Below are some entries; state how many of their lines contain the word "feathers", with nothing else in the reply.

+---+

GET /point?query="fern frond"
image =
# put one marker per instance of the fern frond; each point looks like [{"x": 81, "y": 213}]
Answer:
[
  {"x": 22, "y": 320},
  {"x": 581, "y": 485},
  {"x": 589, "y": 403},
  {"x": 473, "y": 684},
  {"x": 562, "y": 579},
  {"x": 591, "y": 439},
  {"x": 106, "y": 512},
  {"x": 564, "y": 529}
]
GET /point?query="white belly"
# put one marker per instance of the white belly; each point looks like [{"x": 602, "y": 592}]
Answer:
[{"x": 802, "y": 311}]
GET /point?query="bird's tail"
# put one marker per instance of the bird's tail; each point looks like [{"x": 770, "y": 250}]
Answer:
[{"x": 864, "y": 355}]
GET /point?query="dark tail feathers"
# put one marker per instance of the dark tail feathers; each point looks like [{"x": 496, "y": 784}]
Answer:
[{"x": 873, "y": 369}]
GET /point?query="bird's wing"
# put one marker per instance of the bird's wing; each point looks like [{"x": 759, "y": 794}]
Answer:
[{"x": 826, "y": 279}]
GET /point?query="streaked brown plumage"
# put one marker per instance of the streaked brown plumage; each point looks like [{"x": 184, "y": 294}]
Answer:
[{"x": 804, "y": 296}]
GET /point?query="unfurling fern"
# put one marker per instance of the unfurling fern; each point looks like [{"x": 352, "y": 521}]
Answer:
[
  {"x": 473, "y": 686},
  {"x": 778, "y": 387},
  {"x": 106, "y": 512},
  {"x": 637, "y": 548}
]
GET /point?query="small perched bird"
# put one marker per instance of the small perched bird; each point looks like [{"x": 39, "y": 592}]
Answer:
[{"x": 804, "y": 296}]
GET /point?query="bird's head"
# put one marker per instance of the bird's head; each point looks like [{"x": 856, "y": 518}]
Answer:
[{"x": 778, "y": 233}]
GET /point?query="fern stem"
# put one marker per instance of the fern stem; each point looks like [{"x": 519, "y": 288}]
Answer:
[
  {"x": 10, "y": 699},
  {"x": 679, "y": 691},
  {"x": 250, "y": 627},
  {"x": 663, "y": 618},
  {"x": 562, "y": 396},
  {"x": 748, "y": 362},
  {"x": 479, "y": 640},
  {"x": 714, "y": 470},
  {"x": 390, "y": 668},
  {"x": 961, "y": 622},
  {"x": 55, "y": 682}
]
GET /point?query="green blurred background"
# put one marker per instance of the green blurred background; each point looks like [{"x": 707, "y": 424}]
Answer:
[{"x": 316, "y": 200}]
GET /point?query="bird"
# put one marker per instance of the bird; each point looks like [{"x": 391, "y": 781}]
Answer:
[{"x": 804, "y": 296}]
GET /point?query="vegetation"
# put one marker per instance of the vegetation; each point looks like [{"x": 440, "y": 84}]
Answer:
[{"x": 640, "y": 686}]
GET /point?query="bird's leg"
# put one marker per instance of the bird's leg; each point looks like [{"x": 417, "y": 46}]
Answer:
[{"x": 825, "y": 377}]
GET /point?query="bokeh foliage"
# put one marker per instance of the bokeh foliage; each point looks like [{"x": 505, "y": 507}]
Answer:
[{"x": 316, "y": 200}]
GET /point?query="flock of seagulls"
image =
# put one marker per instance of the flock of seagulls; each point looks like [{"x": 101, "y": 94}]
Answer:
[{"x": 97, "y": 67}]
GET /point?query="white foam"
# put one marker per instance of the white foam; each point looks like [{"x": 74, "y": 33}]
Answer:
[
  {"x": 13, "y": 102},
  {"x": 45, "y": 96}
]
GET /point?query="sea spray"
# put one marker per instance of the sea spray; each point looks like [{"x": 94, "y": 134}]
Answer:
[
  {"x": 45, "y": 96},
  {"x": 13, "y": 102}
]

+---+

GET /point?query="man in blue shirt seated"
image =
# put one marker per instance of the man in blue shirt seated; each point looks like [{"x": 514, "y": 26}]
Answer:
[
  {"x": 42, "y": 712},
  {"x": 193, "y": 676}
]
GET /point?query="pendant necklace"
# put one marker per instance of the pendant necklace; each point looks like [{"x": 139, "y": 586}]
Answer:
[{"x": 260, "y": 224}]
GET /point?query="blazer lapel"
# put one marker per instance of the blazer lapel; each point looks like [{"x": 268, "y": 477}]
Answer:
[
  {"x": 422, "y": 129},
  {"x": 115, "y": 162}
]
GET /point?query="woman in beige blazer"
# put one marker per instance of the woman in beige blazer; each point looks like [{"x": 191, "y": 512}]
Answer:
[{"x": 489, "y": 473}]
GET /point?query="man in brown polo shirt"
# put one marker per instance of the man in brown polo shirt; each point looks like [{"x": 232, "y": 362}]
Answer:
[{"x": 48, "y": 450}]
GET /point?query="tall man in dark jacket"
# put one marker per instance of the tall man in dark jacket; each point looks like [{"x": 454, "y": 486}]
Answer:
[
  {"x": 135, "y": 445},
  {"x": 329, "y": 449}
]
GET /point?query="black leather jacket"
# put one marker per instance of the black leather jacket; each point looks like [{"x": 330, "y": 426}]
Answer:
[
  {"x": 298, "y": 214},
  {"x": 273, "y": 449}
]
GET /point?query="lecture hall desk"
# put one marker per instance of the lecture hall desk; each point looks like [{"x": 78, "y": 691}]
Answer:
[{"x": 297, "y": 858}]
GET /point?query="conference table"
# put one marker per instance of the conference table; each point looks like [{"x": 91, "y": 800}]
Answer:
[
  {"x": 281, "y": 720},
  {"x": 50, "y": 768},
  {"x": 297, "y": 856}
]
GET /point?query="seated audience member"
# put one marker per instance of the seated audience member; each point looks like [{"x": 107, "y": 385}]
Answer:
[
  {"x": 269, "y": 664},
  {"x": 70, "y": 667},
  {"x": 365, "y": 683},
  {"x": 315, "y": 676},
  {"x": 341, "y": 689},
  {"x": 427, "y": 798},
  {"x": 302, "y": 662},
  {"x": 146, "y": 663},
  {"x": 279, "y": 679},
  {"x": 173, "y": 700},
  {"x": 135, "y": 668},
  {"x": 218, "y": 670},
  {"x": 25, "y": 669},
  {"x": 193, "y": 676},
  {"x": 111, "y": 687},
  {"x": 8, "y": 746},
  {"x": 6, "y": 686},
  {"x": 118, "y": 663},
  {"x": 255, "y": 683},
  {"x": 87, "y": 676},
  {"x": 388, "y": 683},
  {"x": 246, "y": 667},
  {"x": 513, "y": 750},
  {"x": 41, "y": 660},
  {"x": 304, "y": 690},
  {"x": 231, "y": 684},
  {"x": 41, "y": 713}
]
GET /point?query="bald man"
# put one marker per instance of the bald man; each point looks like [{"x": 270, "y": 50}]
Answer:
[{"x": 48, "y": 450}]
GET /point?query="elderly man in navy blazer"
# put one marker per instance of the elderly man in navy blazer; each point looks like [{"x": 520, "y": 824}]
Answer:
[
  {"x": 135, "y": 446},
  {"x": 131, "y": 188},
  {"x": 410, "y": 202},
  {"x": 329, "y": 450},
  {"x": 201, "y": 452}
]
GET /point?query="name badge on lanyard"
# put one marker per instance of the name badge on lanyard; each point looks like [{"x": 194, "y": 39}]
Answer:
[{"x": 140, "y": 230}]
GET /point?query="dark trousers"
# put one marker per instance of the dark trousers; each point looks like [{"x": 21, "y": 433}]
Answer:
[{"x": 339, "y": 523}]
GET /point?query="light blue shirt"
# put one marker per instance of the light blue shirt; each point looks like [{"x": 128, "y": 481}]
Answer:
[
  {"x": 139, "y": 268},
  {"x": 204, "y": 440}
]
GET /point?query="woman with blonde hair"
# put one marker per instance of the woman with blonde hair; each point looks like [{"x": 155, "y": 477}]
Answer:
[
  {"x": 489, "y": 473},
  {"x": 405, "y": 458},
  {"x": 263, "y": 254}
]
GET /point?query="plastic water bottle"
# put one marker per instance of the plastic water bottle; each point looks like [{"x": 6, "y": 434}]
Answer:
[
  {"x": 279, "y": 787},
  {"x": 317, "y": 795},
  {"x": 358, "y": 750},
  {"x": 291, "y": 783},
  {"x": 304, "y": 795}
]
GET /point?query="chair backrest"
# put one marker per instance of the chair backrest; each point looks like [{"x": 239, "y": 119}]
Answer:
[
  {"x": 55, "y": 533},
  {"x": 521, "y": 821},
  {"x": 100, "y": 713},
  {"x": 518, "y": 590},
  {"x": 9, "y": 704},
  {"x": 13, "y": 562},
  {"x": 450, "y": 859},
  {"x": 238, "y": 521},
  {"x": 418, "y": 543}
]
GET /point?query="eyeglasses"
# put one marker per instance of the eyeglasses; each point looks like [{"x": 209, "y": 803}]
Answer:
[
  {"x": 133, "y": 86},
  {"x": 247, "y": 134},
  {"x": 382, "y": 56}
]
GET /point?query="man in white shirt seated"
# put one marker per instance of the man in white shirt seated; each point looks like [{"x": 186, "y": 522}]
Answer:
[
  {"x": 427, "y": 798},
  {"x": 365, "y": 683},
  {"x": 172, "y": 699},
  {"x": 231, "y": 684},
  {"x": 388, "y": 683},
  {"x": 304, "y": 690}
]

+---+

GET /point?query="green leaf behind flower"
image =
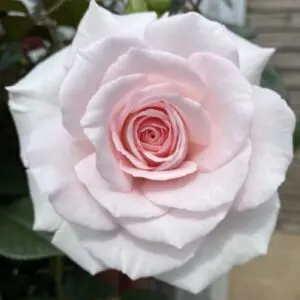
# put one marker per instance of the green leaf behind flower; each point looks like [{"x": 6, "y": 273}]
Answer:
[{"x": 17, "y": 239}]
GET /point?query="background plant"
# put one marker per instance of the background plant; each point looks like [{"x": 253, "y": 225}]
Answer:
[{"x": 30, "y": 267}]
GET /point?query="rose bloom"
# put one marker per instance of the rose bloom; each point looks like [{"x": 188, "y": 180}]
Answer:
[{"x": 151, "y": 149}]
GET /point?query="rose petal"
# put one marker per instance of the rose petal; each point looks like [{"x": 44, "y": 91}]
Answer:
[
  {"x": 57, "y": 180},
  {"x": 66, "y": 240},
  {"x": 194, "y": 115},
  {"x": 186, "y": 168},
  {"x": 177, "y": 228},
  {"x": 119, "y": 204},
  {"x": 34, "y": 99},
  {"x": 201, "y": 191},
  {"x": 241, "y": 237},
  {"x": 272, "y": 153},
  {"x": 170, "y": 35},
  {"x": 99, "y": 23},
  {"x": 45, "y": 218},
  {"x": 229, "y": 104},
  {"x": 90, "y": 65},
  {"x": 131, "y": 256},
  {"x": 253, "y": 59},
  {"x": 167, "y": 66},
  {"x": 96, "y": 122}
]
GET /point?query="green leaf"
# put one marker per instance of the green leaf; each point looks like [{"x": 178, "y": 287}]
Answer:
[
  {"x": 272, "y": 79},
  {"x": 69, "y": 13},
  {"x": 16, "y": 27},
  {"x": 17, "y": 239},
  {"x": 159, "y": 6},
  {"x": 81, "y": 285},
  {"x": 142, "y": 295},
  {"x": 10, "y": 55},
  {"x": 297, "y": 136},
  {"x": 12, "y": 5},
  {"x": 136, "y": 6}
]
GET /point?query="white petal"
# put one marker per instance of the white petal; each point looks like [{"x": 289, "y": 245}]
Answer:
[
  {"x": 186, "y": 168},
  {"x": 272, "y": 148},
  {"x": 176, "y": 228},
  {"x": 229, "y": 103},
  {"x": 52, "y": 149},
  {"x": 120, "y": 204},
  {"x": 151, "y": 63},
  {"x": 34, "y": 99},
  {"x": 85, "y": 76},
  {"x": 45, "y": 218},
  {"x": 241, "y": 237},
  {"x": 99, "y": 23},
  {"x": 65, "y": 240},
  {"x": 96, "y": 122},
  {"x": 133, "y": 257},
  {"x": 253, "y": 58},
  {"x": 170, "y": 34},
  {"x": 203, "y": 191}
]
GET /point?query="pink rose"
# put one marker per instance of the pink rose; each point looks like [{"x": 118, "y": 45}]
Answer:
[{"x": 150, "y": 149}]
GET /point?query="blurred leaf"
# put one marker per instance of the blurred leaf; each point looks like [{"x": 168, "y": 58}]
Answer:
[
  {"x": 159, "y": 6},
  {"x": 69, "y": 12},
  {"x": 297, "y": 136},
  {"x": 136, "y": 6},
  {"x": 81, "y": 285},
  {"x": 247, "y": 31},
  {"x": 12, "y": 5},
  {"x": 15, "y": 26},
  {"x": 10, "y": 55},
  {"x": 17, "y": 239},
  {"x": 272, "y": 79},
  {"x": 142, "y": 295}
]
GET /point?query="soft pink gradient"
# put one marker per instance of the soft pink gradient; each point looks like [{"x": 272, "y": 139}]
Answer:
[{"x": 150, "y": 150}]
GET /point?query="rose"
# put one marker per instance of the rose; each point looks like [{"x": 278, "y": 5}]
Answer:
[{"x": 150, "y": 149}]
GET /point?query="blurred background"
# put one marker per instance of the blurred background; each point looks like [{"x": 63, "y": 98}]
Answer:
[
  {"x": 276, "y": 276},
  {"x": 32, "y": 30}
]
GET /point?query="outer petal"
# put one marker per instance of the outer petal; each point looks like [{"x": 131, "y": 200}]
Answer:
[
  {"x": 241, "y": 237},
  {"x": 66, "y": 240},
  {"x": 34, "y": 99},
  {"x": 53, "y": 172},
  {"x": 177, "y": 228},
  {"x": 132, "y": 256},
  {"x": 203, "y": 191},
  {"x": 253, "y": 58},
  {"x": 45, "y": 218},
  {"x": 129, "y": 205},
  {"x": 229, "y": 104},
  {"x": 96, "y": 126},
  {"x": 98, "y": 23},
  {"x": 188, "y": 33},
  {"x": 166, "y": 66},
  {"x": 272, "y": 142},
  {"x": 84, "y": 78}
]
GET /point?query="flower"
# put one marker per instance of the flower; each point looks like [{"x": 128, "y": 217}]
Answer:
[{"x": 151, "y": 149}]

+---+

## Solution for this exercise
2